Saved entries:

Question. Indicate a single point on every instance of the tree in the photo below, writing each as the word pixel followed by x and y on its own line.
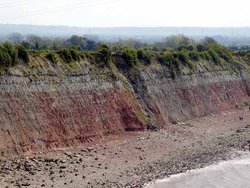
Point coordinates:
pixel 35 41
pixel 16 38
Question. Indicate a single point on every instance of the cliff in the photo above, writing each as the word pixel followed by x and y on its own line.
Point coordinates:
pixel 46 106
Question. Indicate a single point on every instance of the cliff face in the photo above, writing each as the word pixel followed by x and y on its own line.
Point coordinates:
pixel 51 112
pixel 189 96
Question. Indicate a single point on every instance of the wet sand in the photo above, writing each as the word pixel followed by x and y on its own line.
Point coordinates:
pixel 230 174
pixel 134 161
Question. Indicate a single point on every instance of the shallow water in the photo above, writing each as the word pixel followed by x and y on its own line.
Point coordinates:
pixel 229 174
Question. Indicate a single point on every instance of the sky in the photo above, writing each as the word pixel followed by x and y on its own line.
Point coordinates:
pixel 127 13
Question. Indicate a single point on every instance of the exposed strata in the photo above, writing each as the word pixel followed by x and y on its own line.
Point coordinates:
pixel 47 108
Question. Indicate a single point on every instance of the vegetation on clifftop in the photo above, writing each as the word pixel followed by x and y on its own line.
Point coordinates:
pixel 184 54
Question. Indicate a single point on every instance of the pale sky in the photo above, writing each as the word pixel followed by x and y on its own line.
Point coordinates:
pixel 123 13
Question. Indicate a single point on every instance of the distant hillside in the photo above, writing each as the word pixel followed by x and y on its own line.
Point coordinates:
pixel 227 36
pixel 6 29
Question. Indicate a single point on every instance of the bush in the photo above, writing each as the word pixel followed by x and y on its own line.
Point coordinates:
pixel 130 56
pixel 5 59
pixel 206 56
pixel 12 51
pixel 22 53
pixel 193 55
pixel 104 53
pixel 183 56
pixel 171 62
pixel 75 55
pixel 215 57
pixel 66 55
pixel 143 55
pixel 201 48
pixel 52 57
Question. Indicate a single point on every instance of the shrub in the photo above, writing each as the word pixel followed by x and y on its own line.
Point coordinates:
pixel 130 56
pixel 201 48
pixel 5 59
pixel 183 56
pixel 75 55
pixel 22 53
pixel 104 53
pixel 171 62
pixel 214 55
pixel 52 57
pixel 143 55
pixel 206 56
pixel 12 51
pixel 66 55
pixel 193 55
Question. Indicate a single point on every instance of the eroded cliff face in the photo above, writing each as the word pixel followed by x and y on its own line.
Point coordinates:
pixel 190 94
pixel 54 111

Work to be completed:
Check each line of the entries for the string "above". Copy the lines that have it.

Solution to this problem:
Question. Indicate a single point on every instance of the cliff in the photo above, writing each as the word pixel followed by x and y on its own line.
Question. Indicate a single point on every instance of the cliff face in the photo above, writing each as the word pixel followed by x and y on its own line.
Question. Indicate a single point on every instance of the wet sand in the photo above, writing each as the word pixel followed by x and y on its own line.
Question. Indicate a single point on every instance of the shallow water in the photo above, writing each as the word pixel followed by x and y on its own line.
Question. Indicate a single point on every instance of the sky in the photo above, writing each as the word pixel followed by x and y on its own line.
Question. Indicate a single point on every instance of the exposed strata in the photo above, writing each as the word pixel followed by x and y on its own line.
Question. Indicate a single point on every instance of the vegetation on clifftop in the photo above, writing each as the word pixel followed by x and y on its own line.
Question. Indicate a single point on every instance of the pale sky in the photo above, writing each as the word pixel followed by x and y on its own line.
Question. Indicate a single point on every instance of the distant hillside in the photo above, writing each as the word pixel followed by x and y on its own line.
Question. Indicate a single point on every instance of the bush in the photo above, writing each as the word pixel followed by x and y on its own line.
Question. Indicate a single point on every instance of the shrub in the photo above, writing each as the word pixel followed by x and y on its own line.
Question. Indicate a single point on every instance of the eroded cliff face in the photo above, writing each as the word pixel followed by x and y on its own line.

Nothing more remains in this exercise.